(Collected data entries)
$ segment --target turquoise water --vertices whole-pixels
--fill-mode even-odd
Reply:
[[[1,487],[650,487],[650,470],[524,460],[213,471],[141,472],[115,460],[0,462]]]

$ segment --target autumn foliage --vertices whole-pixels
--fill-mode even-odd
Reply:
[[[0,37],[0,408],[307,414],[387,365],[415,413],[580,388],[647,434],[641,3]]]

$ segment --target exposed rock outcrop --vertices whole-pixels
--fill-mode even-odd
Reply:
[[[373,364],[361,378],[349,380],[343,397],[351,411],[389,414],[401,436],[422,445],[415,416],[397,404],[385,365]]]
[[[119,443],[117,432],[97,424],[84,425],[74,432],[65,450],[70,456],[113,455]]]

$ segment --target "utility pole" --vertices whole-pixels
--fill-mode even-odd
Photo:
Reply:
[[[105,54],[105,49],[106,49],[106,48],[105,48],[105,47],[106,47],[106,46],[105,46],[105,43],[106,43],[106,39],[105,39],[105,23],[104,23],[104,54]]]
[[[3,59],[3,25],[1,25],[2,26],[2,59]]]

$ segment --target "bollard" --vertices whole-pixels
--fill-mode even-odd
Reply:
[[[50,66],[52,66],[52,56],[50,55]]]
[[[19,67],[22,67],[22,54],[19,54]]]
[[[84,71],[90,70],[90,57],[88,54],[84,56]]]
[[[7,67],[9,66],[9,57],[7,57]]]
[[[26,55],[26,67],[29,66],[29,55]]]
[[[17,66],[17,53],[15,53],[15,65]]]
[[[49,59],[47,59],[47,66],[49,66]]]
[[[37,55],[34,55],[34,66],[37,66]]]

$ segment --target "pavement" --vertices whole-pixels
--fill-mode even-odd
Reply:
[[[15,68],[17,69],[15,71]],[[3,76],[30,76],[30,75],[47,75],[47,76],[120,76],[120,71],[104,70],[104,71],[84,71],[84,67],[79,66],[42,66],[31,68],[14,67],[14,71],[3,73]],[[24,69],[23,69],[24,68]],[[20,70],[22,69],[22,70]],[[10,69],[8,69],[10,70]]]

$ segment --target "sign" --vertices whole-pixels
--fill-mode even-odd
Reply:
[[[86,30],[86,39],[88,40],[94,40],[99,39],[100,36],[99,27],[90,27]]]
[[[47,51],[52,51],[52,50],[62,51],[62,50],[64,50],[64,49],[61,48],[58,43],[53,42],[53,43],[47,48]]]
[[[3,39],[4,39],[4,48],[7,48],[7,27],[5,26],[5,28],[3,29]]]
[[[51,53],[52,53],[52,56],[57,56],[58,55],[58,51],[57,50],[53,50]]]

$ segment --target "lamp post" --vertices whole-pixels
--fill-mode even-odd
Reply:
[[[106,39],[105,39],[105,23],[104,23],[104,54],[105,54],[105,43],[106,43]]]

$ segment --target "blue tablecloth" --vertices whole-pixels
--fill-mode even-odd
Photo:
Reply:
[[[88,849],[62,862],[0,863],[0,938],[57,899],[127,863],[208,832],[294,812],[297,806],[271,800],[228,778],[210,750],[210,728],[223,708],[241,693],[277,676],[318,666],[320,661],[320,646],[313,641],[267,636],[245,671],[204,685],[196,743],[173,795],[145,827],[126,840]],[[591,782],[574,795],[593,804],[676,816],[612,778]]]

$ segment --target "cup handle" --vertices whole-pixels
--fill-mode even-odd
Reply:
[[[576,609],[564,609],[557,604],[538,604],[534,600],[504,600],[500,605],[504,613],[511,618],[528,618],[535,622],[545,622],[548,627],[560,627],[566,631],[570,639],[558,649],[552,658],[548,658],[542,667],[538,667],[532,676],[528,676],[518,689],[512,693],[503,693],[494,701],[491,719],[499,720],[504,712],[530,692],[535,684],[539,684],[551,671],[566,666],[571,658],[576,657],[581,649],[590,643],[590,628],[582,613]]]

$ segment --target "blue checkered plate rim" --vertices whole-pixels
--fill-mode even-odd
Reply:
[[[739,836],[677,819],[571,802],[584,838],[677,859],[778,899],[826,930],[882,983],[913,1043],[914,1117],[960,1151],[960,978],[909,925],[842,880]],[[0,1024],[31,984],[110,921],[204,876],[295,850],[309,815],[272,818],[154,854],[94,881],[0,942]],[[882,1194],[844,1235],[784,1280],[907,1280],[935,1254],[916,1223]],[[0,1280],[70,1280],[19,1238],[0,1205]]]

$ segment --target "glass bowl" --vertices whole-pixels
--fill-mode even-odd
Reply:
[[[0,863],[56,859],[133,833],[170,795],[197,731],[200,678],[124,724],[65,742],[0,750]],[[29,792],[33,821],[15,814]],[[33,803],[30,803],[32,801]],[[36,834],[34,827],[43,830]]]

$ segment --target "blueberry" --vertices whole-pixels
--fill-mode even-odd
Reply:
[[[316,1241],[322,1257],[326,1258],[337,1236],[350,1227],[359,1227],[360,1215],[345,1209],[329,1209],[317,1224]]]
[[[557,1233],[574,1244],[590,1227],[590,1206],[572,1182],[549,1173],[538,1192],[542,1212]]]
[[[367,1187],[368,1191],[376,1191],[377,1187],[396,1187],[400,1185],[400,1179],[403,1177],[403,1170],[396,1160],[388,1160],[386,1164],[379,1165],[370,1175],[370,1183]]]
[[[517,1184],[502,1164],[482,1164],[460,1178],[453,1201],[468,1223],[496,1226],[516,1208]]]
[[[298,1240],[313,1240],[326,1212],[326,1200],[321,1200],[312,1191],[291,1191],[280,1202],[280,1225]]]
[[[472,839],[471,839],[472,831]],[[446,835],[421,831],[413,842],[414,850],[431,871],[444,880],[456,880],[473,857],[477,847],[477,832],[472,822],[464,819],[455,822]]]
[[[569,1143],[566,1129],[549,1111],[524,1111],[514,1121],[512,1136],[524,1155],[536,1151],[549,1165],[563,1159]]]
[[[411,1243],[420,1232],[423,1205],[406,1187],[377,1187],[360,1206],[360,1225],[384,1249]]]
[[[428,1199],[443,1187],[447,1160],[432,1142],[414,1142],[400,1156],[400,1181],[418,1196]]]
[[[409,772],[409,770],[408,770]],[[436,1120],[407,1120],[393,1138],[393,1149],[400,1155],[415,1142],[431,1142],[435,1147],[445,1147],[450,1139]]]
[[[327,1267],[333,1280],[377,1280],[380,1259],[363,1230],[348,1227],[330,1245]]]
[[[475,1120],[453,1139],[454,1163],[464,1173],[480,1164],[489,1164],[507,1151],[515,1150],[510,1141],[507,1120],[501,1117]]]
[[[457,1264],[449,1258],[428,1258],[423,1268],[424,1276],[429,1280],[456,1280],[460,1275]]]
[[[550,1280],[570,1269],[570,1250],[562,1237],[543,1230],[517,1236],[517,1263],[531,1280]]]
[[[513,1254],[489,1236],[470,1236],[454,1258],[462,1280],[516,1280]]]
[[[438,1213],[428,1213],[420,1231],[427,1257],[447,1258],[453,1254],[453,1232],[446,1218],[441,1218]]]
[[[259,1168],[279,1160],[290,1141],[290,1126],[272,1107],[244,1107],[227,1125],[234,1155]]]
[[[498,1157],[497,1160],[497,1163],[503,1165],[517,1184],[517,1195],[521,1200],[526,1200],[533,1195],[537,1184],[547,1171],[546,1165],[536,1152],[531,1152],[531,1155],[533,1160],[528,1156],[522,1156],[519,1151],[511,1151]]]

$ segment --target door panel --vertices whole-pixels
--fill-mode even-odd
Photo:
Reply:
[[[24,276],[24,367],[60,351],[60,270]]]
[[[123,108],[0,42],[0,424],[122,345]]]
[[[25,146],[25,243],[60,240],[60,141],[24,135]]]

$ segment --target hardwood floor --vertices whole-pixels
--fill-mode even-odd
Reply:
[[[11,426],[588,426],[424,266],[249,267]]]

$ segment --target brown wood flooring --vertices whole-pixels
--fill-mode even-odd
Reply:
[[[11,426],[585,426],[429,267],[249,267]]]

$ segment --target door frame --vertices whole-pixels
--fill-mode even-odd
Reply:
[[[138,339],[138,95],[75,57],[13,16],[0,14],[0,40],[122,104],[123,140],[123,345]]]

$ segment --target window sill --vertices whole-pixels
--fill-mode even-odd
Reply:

■ Assignment
Filter the lines above, keeping and copying those that contain "door".

■ Output of the task
$ segment --target door panel --vertices whole-pixels
$ segment --target door frame --vertices whole-pixels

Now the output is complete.